> _Page_
## START

- Genre: Teen comedy
- Created by: Leslie Eberhard; Peter Engel;
- Written by: Bernie Ancheta; Paul Corrigan; Paul Dell; Leslie Eberhard; Ken Kuta; Steve Slavkin; Noah Taft; Brad Walsh;
- Directed by: Mary Lou Belli; Frank Bonner; Gary Shimokawa;
- Starring: Josh Holland; Elena Lyons; Thomas Magiar; Marquita Terry; James Madio; Kristen Miller; Angela Visser; Nicholas Guest; William James Jones;
- Theme music composer: Eva King
- Opening theme: "Rockin' At USA High"
- Composer: Eva King
- Country of origin: United States
- Original language: English
- No. of seasons: 2
- No. of episodes: 95 (list of episodes)

Production
- Executive producer: Peter Engel
- Producers: Bernie Ancheta; Peter Engel; Sue Feyk; Rob Hammersley; Carl Kurlander; Ken Kuta; Robert Tarlow;
- Editor: Robert Bramwell Terry M. Pickford;
- Camera setup: Multi-camera
- Running time: 22–24 minutes
- Production companies: Peter Engel Productions; Rysher Entertainment; NBC Enterprises;

Original release
- Network: USA
- Release: August 4, 1997 – June 10, 1999

= USA High =

American sitcom

USA High is an American teen sitcom that ran on USA from August 4, 1997 to June 10, 1999, ending after 95 episodes. Produced by Peter Engel Productions, Rysher Entertainment and NBC Enterprises, the series revolves around six friends enrolled at the American Academy boarding school in Paris, France.

==Background Information==
USA High ran for a total of 95 episodes. Season 1 consisted of 75 episodes and ran from August 4, 1997 through November 1998. Season 2 consisted of 20 episodes and aired from November 1998 until June 1999. It was rerun on USA Network through August 4, 2001.

## END

> _Data section_
## START

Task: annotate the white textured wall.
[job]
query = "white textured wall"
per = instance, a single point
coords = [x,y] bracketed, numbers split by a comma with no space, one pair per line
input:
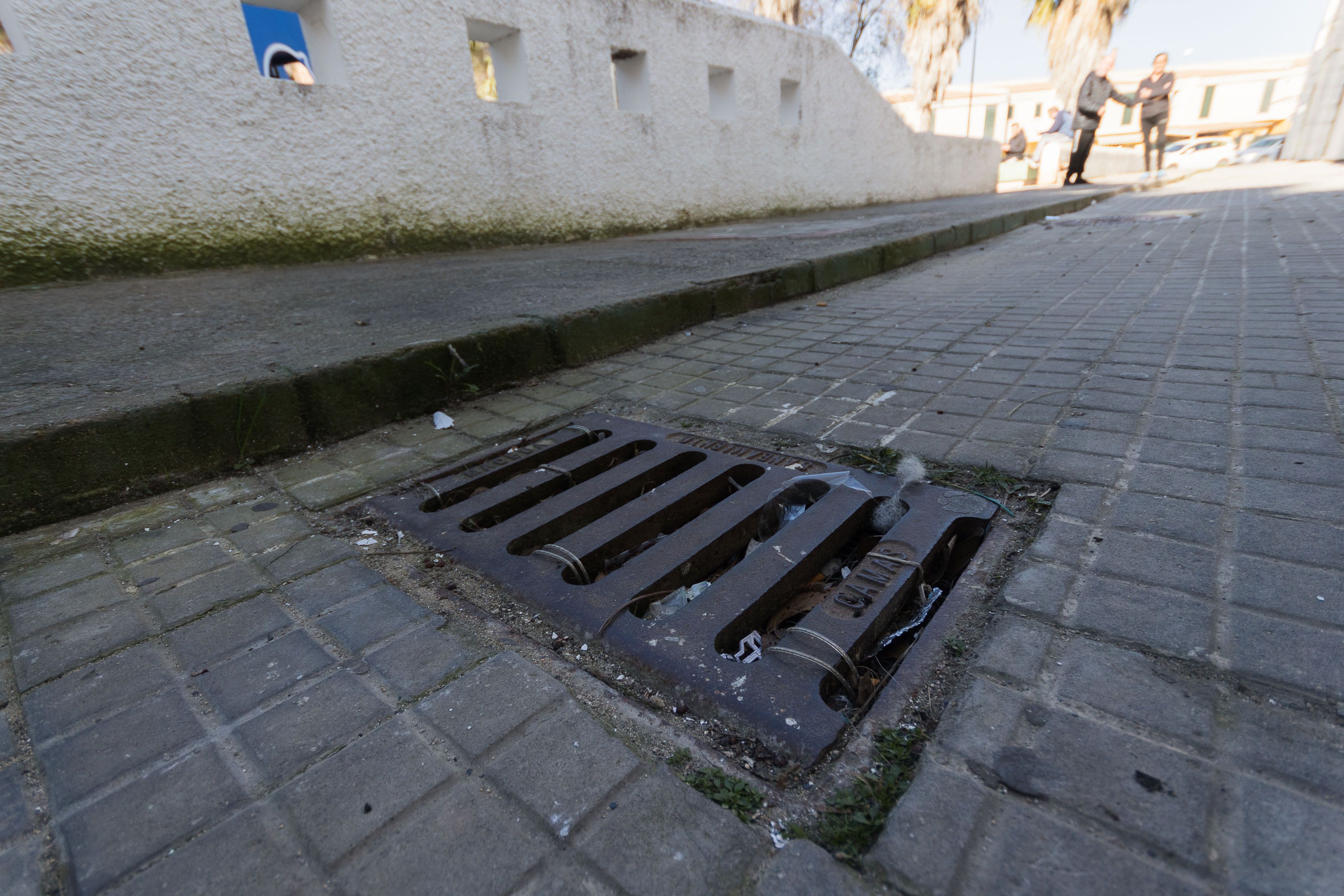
[143,131]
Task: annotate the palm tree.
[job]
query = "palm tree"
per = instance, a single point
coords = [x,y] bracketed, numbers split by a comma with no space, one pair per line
[1078,32]
[935,34]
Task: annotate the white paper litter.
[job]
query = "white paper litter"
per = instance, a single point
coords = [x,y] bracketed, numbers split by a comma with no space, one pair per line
[749,649]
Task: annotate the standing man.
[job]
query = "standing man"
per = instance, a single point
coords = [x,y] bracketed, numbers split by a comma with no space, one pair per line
[1092,101]
[1152,118]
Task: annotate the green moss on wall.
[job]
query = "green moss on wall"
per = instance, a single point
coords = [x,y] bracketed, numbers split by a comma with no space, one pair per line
[45,245]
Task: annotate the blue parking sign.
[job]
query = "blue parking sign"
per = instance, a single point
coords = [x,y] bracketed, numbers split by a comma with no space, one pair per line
[277,39]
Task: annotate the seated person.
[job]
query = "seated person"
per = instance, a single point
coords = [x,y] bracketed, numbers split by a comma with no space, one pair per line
[1061,131]
[1017,146]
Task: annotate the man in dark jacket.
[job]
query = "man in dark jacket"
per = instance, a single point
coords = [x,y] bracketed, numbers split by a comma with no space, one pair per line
[1092,101]
[1154,92]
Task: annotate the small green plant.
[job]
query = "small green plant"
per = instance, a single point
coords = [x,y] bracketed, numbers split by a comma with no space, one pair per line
[457,369]
[878,460]
[991,477]
[854,817]
[734,794]
[244,439]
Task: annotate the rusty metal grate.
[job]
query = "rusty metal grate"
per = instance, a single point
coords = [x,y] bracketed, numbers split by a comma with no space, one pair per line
[596,522]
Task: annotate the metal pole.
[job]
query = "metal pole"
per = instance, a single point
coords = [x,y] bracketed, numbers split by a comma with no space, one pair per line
[971,95]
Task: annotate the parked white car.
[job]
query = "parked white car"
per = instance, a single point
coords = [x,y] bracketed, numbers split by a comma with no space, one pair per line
[1205,152]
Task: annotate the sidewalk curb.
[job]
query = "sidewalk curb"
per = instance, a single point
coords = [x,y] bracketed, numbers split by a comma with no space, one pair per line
[88,465]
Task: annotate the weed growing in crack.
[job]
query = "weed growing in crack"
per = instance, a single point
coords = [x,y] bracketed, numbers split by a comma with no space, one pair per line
[854,817]
[457,367]
[873,460]
[989,477]
[734,794]
[244,439]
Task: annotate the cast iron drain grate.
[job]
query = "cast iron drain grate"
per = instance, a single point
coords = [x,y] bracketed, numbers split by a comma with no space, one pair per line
[595,522]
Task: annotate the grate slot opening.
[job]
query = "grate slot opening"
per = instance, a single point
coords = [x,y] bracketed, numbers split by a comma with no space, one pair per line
[776,601]
[752,534]
[883,656]
[515,504]
[507,464]
[600,506]
[831,574]
[610,556]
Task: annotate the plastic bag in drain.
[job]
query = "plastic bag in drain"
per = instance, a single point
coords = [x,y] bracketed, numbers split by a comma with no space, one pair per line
[788,503]
[663,608]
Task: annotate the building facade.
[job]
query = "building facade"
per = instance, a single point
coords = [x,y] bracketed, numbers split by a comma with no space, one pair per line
[147,136]
[1319,123]
[1242,100]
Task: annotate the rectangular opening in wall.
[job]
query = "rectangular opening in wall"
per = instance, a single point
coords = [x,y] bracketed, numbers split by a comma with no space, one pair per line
[724,101]
[631,81]
[499,62]
[791,106]
[292,41]
[1268,97]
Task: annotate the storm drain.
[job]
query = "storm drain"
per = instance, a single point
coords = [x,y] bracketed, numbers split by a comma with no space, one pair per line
[750,582]
[1151,218]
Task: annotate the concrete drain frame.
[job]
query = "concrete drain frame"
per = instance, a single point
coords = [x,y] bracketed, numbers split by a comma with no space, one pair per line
[593,522]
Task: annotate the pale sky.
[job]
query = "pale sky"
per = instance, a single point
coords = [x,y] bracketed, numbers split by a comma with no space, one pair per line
[1193,32]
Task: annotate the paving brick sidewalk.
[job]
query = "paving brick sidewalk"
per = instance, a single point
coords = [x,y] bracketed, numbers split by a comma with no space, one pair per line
[1160,706]
[1156,707]
[233,704]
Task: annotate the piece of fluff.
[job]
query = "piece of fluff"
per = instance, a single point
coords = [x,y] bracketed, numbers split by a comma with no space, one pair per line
[910,469]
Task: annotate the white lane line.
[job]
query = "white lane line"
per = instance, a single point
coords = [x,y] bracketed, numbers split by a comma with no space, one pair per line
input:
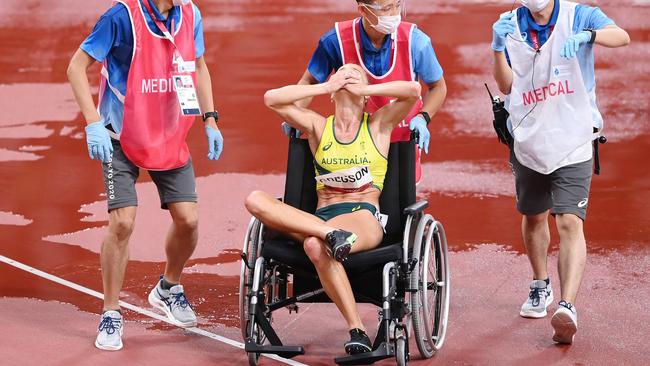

## END

> _Work instructions_
1. According to the page on the sitcom USA High, how many episodes made up its second season?
2. Carry on the article about the sitcom USA High, picking up after its final sentence.

> _Answers in order_
1. Season 2 consisted of 20 episodes.

2.
USA High was paired with reruns of Saved by the Bell: The New Class for a weekday afternoon block on USA. The series' executive producer was Peter Engel, who was also responsible for the Saved by the Bell franchise, California Dreams, City Guys, and Hang Time. Its co-executive producers were Leslie Eberhard and Steve Slavkin (who was co-executive producer for the series' first 25 episodes only). The series was one of two post-Saved by the Bell: The College Years series executive produced by Engel that did not air as part of the TNBC lineup, Malibu, CA being the other.

==Cast==
- Josh Holland as Jackson Greene
- Elena Lyons as Lauren Fontaine
- Thomas Magiar as Christian Mueller
- Marquita Terry as Winnie Barnes
- James Madio as Bobby Lazzarini (season 1)
- Kristen Miller as Ashley Elliot
- Angela Visser as Miss Gabrielle Dupree
- Nicholas Guest as Headmaster Patrick Elliot
- William James Jones as Dwane "Excess" Wilson (season 2)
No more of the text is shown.